** Directive **
Reproduce the listing lines starting at the line that contains "of the metal" and ending at the line that contains "x=384, y=315", renaming "patio" to "garden" and leaving everything else unchanged.

** Records for processing **
##########

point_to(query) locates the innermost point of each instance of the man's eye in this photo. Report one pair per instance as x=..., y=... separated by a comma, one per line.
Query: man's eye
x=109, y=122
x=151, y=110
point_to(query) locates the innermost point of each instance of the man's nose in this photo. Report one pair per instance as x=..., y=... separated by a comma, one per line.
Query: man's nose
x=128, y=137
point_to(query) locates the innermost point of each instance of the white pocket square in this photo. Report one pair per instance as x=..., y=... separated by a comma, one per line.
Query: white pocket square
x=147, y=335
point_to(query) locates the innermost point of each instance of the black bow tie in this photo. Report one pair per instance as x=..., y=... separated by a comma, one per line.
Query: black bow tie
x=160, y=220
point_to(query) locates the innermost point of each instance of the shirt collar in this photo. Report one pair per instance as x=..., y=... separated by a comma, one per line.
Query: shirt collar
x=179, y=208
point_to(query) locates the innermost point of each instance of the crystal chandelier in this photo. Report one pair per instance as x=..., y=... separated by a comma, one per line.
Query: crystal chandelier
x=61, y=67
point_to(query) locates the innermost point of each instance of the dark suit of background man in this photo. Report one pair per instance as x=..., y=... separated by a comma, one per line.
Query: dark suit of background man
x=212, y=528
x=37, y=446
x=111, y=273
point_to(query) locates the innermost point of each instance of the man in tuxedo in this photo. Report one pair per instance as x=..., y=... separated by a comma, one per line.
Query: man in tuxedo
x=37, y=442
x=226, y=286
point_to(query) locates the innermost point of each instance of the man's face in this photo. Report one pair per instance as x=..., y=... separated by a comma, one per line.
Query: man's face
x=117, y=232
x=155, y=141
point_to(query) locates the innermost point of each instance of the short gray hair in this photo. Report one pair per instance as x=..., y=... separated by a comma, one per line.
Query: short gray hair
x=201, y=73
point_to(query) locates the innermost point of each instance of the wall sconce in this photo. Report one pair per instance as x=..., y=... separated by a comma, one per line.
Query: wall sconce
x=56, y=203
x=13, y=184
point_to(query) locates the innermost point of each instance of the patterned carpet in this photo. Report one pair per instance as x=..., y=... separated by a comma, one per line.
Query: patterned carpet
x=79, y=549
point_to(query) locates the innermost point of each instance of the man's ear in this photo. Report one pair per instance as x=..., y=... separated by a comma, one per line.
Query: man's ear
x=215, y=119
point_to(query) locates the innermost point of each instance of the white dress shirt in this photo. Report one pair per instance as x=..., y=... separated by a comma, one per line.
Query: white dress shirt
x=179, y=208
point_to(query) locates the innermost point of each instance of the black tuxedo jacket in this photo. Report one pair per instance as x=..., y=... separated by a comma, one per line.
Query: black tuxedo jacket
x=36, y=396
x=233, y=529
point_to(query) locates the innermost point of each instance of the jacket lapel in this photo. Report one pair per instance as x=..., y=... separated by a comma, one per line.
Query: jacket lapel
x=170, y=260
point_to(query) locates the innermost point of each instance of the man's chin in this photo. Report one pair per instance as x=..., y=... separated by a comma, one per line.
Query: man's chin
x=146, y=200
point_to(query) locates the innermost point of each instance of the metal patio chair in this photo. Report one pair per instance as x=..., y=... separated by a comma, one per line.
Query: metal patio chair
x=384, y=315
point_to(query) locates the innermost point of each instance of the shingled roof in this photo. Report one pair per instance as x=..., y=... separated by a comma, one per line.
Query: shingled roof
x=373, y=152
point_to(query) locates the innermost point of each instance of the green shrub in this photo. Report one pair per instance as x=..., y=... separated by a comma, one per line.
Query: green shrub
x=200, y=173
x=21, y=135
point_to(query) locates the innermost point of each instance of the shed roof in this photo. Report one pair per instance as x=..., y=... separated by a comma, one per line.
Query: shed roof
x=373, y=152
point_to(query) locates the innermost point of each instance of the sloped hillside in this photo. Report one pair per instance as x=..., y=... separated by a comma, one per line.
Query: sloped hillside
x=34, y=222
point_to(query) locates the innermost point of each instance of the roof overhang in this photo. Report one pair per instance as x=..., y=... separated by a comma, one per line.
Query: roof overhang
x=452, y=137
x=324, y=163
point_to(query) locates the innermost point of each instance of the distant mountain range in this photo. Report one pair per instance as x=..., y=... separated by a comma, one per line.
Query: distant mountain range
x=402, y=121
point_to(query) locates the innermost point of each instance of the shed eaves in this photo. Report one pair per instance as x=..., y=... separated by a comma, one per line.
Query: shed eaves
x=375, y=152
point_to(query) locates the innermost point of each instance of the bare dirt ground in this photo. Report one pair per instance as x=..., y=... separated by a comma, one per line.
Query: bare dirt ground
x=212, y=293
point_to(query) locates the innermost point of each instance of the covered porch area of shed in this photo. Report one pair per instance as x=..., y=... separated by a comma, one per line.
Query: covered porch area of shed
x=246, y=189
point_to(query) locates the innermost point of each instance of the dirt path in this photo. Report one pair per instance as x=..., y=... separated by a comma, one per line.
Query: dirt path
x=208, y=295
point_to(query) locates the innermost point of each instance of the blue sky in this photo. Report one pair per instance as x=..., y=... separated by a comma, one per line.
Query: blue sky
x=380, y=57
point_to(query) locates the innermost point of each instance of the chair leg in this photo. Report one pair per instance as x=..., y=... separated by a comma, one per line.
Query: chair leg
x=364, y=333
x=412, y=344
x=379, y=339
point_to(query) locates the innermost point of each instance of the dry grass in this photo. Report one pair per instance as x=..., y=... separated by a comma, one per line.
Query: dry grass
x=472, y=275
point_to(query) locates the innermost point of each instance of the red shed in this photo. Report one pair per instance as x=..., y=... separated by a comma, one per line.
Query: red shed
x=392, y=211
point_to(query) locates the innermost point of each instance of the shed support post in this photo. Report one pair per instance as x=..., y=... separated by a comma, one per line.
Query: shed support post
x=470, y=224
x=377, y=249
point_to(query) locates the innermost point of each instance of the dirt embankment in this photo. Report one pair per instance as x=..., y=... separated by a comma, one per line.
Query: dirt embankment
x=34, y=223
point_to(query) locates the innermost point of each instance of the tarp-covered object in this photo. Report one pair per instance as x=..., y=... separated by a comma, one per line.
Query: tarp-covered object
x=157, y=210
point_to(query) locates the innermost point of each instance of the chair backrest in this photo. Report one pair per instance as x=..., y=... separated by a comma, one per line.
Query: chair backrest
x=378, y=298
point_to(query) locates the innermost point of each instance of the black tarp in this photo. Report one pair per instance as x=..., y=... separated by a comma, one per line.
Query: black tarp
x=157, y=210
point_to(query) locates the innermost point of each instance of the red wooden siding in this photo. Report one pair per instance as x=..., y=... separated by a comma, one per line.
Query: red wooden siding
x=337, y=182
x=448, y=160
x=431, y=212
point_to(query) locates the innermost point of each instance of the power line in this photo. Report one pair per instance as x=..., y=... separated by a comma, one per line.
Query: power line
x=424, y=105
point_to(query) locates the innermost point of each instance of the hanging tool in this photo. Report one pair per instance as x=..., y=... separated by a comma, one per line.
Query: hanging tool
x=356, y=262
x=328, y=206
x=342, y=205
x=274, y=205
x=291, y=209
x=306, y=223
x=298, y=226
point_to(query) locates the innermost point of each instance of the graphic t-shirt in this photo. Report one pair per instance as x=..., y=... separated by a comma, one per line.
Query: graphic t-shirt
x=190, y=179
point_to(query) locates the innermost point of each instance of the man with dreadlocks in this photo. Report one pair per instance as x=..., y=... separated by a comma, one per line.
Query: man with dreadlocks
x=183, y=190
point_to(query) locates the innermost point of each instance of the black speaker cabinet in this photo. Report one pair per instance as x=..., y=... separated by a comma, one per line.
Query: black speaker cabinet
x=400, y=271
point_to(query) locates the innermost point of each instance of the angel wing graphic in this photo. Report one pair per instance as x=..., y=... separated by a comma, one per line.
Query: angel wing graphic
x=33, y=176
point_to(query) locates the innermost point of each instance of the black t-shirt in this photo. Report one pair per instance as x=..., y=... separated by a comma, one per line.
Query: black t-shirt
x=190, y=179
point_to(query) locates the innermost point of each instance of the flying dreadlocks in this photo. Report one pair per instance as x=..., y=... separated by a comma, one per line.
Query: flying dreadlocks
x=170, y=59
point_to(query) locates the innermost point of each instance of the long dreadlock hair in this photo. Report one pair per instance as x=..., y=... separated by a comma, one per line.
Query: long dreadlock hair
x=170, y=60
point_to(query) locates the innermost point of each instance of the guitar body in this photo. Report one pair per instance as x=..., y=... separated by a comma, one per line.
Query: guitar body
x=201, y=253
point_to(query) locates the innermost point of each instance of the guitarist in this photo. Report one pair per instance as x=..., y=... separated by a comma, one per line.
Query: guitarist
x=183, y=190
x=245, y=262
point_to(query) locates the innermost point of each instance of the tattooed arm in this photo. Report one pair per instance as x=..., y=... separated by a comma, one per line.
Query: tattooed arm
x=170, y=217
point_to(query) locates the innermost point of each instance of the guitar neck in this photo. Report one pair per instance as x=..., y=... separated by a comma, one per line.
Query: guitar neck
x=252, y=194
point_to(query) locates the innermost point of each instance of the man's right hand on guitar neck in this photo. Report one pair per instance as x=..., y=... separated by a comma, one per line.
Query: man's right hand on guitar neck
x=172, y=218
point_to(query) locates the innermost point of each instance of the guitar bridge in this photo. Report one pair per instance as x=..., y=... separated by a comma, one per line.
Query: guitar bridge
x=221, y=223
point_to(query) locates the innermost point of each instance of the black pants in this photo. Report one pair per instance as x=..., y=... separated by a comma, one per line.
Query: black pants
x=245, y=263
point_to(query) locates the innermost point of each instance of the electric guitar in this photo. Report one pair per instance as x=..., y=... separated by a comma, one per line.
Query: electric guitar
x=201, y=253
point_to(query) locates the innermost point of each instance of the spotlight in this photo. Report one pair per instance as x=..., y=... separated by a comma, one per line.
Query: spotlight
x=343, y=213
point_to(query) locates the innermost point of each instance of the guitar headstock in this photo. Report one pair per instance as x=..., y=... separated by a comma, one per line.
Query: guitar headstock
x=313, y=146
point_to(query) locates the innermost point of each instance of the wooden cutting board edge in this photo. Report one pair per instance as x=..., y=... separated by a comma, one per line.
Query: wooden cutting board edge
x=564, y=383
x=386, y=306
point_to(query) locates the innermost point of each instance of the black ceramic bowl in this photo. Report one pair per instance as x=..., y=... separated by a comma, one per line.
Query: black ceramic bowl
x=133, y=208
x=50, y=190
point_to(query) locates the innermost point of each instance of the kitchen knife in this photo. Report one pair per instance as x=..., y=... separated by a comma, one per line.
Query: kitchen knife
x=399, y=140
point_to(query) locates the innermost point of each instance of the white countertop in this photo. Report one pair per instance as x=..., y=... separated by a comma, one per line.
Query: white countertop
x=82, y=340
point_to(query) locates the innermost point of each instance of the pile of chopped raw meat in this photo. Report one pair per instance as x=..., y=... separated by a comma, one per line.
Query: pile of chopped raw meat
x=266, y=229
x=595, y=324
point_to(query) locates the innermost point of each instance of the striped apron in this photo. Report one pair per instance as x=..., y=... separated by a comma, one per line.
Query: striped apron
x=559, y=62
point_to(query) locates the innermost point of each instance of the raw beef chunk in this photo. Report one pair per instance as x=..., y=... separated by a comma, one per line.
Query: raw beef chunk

##########

** Exercise solution **
point_to(query) locates the innermost point of each instance of the metal garden chair in this photo. Report one pair per instance as x=..., y=... separated by a comma, one per line.
Query: metal garden chair
x=384, y=315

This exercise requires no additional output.